- Given data -
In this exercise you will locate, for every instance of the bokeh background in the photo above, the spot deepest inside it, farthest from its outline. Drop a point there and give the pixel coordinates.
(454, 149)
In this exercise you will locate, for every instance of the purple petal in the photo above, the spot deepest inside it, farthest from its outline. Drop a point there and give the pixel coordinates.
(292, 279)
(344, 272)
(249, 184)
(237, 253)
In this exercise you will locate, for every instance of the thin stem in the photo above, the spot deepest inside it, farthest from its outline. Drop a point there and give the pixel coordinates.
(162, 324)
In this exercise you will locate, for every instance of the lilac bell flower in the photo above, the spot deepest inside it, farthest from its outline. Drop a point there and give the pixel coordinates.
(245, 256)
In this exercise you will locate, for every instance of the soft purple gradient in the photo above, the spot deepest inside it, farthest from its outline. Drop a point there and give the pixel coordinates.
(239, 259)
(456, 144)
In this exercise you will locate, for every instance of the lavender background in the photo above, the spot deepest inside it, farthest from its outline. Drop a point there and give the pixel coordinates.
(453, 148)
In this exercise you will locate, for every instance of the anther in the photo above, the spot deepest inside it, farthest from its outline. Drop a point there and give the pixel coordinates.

- Task goal -
Update every item above by replacing "Drop a point" with "Place a marker", leaving the rest of each line unchanged.

- Expected answer -
In this exercise you will locate, for every instance of the bokeh background in the photo above, the spot deepest inside it, farthest from its outline. Place a marker there and give the pixel coordinates.
(454, 149)
In this exercise you will locate, for every instance of the purple petal in the photo above, the spot deepest inside it, farthest from its outline. Place a marker there and give the pixel coordinates.
(292, 279)
(344, 272)
(249, 184)
(237, 253)
In this exercise you will locate, for every instance of the thin stem in the photo above, the spot deepest inside it, farthest from its outline. Place a marker there and give the pixel coordinates.
(162, 324)
In this exercise you will locate, for every instance of the lilac bell flower in the photo above, the spot deepest inside it, farthest from its outline. Place a marker there and give the pixel coordinates.
(245, 256)
In this exercise you will locate, for every instance of the soft purple gradient in the photo above, the spot deepest inside it, farthest from its outline. Place a marker there and give the pixel coordinates.
(239, 259)
(456, 144)
In this exercise you will locate, for every instance of the lavender background in the photo above, the spot deepest inside it, farthest from its outline. Place a marker there and give the pixel coordinates.
(453, 148)
In this exercise you will locate, for every instance of the anther in the photo above, the spot deepest inside it, farthest from its outline. Place a marker there and give the pixel coordinates.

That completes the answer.